# GOAL
Collect each line in the entries below that contains the word "opening", copying the lines in full.

# MATERIAL FOR THE TASK
———

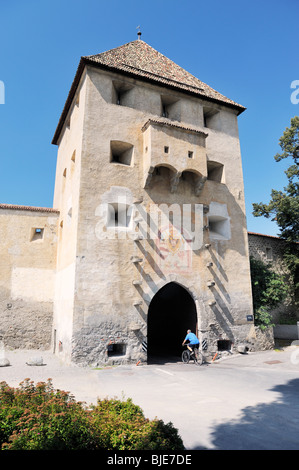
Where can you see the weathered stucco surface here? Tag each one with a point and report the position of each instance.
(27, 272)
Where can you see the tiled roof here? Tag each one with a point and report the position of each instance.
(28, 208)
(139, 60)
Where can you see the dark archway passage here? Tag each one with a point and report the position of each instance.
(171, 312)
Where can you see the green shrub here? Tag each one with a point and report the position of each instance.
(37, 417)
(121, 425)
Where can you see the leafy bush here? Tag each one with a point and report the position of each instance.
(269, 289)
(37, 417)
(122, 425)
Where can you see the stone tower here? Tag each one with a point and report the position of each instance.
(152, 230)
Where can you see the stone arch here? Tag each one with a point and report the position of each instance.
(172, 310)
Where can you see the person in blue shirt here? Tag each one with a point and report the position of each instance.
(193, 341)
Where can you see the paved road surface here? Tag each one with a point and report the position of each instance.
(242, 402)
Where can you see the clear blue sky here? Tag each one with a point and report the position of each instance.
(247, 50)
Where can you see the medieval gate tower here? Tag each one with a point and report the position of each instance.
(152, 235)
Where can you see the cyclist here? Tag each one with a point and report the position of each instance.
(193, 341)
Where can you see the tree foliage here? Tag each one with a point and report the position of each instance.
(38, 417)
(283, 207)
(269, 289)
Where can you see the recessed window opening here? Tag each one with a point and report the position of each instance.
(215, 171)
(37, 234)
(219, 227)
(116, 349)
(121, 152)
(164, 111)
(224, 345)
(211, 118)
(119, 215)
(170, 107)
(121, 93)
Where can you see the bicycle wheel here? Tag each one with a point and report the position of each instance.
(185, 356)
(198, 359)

———

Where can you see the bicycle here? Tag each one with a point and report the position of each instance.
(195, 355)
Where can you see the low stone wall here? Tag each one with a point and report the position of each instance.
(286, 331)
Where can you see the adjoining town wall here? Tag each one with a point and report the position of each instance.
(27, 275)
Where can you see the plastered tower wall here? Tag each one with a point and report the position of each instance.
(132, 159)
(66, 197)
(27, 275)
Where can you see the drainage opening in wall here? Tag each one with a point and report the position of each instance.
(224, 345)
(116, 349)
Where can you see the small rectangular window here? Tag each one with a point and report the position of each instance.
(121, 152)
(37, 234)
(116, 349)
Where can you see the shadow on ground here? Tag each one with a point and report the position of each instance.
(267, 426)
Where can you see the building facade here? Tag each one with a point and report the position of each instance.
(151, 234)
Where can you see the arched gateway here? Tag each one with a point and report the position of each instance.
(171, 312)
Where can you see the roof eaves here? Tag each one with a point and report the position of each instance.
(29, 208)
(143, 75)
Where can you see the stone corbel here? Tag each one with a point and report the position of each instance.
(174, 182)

———

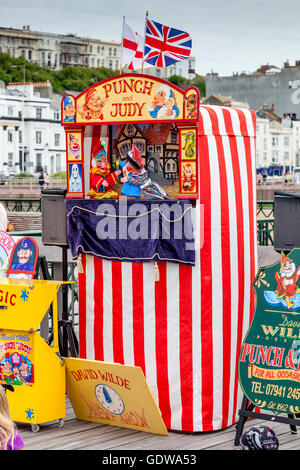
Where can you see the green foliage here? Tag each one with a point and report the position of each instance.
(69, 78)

———

# OUTPUT OF THE TASK
Where can you see the recessed window opening here? Tag each one with a point and report the position of each instance.
Where can you see the drainage opening in wall here? Tag each one with a point and report the position of each instance.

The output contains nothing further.